● **Problem description**
An exact copy of all the data is the required output.

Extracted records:

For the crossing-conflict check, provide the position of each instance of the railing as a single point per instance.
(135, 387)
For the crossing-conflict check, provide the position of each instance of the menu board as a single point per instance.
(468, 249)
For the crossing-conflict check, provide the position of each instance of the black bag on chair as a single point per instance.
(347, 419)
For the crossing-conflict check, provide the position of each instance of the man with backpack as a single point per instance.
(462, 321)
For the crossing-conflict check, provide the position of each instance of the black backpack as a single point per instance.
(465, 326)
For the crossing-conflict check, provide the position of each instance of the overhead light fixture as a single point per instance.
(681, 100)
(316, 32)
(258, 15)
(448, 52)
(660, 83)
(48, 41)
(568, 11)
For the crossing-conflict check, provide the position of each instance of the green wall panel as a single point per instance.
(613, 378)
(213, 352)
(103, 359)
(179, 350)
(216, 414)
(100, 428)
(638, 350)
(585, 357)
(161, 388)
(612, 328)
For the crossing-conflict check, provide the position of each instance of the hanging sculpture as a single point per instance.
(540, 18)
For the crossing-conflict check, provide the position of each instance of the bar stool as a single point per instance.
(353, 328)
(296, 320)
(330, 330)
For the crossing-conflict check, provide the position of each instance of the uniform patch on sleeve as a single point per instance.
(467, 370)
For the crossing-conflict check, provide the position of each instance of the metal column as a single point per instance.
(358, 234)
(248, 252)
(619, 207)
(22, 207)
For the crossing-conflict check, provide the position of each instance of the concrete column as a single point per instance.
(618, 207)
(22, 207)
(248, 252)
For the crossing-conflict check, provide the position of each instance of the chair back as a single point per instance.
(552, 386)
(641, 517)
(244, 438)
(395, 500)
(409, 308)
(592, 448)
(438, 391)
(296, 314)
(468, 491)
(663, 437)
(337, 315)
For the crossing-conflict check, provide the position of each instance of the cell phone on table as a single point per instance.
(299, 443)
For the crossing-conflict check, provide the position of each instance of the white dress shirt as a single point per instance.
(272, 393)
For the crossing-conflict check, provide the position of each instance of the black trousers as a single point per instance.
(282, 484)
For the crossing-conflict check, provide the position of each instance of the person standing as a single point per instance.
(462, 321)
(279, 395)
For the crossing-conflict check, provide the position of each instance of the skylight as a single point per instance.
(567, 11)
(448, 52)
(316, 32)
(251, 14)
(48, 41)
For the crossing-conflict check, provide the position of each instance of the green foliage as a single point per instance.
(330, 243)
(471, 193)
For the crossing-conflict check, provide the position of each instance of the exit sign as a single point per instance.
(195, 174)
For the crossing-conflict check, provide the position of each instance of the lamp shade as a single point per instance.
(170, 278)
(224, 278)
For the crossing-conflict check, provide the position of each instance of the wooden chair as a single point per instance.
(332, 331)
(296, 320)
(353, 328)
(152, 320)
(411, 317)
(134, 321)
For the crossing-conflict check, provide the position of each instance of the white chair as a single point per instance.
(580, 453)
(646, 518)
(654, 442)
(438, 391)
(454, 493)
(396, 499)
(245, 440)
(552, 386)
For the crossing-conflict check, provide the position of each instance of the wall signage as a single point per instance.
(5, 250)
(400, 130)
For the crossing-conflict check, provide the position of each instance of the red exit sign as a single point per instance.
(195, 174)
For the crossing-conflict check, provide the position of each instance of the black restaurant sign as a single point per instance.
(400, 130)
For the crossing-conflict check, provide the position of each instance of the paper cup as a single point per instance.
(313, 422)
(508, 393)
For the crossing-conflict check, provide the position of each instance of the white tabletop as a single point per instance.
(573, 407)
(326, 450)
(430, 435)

● **Exercise answer**
For the crossing-conflict check, provide the position of each instance of the railing as a single point per instance.
(135, 387)
For the crossing-conflict check, provide the position of each instance of the menu board as a single point per instance.
(468, 249)
For the crossing-conflict check, provide the position of each instance of the black bag on chair as a single point per instance.
(347, 419)
For the crossing-conflict check, provide the position of each instance of the man with backpack as a single point per instance.
(462, 321)
For the crossing-conflict check, provide the position of each instance of the black backpack as a single point per instance.
(465, 326)
For the crossing-conflict check, provide the position of each instance of the overhead light fixture as a single point per instance.
(681, 100)
(316, 32)
(258, 15)
(448, 52)
(660, 83)
(48, 41)
(568, 11)
For the crossing-conflict check, provide the position of each instance of the green wall panel as a single point per instance.
(613, 378)
(213, 352)
(103, 359)
(179, 350)
(216, 414)
(100, 428)
(638, 350)
(585, 357)
(161, 388)
(612, 328)
For the crossing-conflict check, provide the position of each instance of the hanging sculpture as a single point per instance.
(540, 18)
For the crossing-conflict check, provide the position of each instance of the bar stool as a single point per instance.
(353, 328)
(296, 320)
(330, 330)
For the crossing-conflict check, provide the position of each instance of the uniform patch on sleeve as a single point per instance.
(467, 370)
For the crossing-conflict check, provide the position of each instance of the metal column as a single point per instance.
(358, 234)
(248, 252)
(619, 207)
(22, 207)
For the crossing-conflict check, provide the position of each instance of the concrete column as a single point per instance.
(618, 207)
(22, 207)
(248, 252)
For the crossing-conflict check, provide the position of each instance of the chair back as a single point per instance.
(552, 386)
(641, 517)
(244, 438)
(395, 500)
(409, 308)
(592, 448)
(438, 391)
(296, 314)
(468, 491)
(663, 437)
(337, 315)
For the crossing-conflict check, provide the position of each instance of the cell phone on table as a single point per instance.
(299, 443)
For the crossing-conflict check, provide the position of each instance of the white dress shirt as a single point per instance.
(272, 393)
For the crossing-conflict check, provide the position of each instance of the black trousers as a single point per instance.
(282, 484)
For the crossing-conflict check, provide the position of each instance of the person standing as a single point per instance.
(462, 321)
(279, 395)
For the crossing-conflict check, provide the position of each instance of the skylight as a single point per instance.
(567, 11)
(448, 52)
(316, 32)
(251, 14)
(48, 41)
For the crossing-conflict check, provide the position of each instance of the green foliage as a single point per instance.
(330, 243)
(471, 193)
For the crossing-conflict check, provide the position of each instance of the exit sign as a single point per instance.
(195, 174)
For the crossing-conflict check, provide the position of each instance of the lamp shade as a single point per instance.
(170, 278)
(224, 278)
For the crossing-conflict check, provide the position of each instance of the wooden chair as a single point per instance.
(332, 331)
(296, 320)
(353, 328)
(152, 320)
(411, 317)
(134, 321)
For the crossing-conflict check, provide the position of each instance of the white chair as a single point per instance.
(580, 453)
(646, 518)
(654, 442)
(438, 391)
(454, 493)
(396, 499)
(245, 440)
(552, 386)
For the crossing-conflict check, provide the position of each instance of the wall signage as a single point per instance.
(5, 250)
(400, 130)
For the crossing-conflict check, provide the position of each instance of the red exit sign as a single point per instance.
(195, 174)
For the crossing-conflict check, provide the position of each instance of the black restaurant sign as a single point per instance.
(400, 130)
For the crossing-conflict check, provide the position of each instance of the paper cup as a single point per instance.
(313, 422)
(508, 393)
For the crossing-conflict check, provide the position of each instance of the white tabletop as a single point per instance.
(573, 407)
(326, 450)
(430, 435)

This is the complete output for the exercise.